# Problem to work on
Turn all of the rows below into a numbered list with no blank lines, and leave the pictures out of your answer.

# Start of Data section

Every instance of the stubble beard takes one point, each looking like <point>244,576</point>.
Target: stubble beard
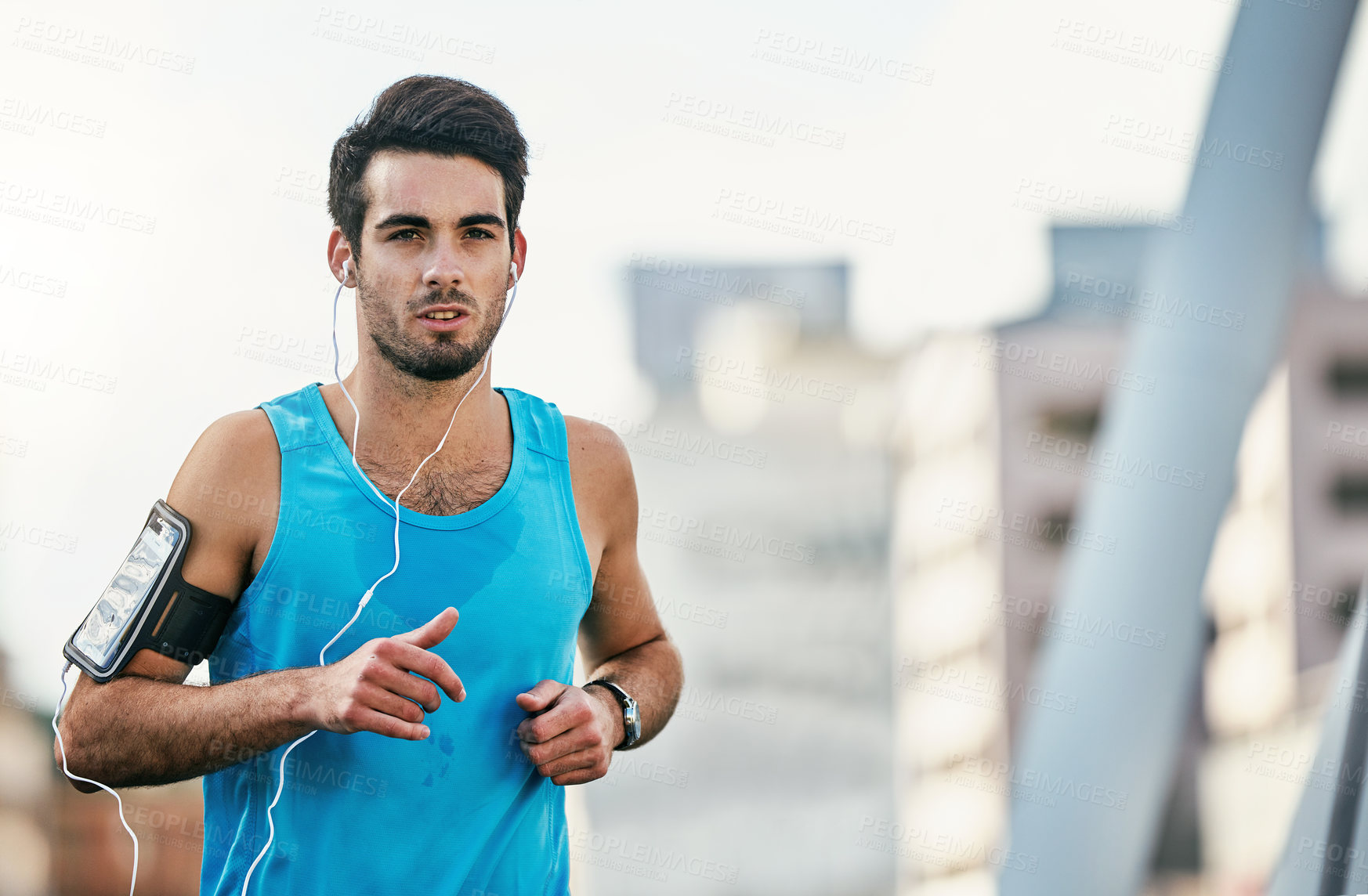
<point>432,356</point>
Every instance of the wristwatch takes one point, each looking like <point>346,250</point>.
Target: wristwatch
<point>631,714</point>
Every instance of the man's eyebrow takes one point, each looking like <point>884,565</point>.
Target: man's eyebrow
<point>408,219</point>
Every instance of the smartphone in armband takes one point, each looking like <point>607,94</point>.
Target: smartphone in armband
<point>148,605</point>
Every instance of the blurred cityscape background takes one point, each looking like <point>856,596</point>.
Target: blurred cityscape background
<point>878,309</point>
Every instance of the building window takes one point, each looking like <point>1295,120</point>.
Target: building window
<point>1351,493</point>
<point>1349,378</point>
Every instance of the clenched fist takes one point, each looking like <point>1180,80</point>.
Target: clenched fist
<point>572,731</point>
<point>367,690</point>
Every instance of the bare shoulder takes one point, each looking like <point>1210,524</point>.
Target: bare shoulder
<point>605,490</point>
<point>229,487</point>
<point>598,456</point>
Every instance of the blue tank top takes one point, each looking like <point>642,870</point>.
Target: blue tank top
<point>463,811</point>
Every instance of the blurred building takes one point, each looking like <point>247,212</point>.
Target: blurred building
<point>759,452</point>
<point>995,445</point>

# End of Data section

# Output
1. Every instance of the stubble beard takes one point, each looking like <point>244,576</point>.
2. Target: stubble beard
3. <point>432,356</point>
4. Every instance of the wristwatch takes one point, each looking like <point>346,250</point>.
5. Target: wristwatch
6. <point>631,714</point>
7. Every instance of the man's eyebrow takes one point, each looking like <point>884,565</point>.
8. Target: man's eyebrow
9. <point>408,219</point>
10. Every instance of the smartphone in armband takes one point, each looking like <point>607,94</point>.
11. Target: smartphone in armband
12. <point>148,605</point>
13. Every instance of the blurred cityscape background takes one point, each looking like <point>856,596</point>.
14. Target: blurred cityscape background
15. <point>878,309</point>
16. Every instance of the building window takes one point, each looking like <point>1295,120</point>.
17. Target: building window
18. <point>1351,493</point>
19. <point>1349,378</point>
20. Every instance of the clenched fist takes one point, each looking like <point>1180,80</point>.
21. Target: clenched fist
22. <point>572,731</point>
23. <point>367,690</point>
24. Every instance of the bare shoulder takes one point, each looking like <point>1210,524</point>.
25. Target: bare shoulder
26. <point>605,490</point>
27. <point>229,487</point>
28. <point>598,456</point>
29. Every instance of the blue tank top takes one point, each looking like <point>642,870</point>.
30. Target: blue tank top
31. <point>463,811</point>
32. Every instance of the blurred building takes one point, each looking like <point>247,212</point>.
33. Target: blurred building
34. <point>759,452</point>
35. <point>995,445</point>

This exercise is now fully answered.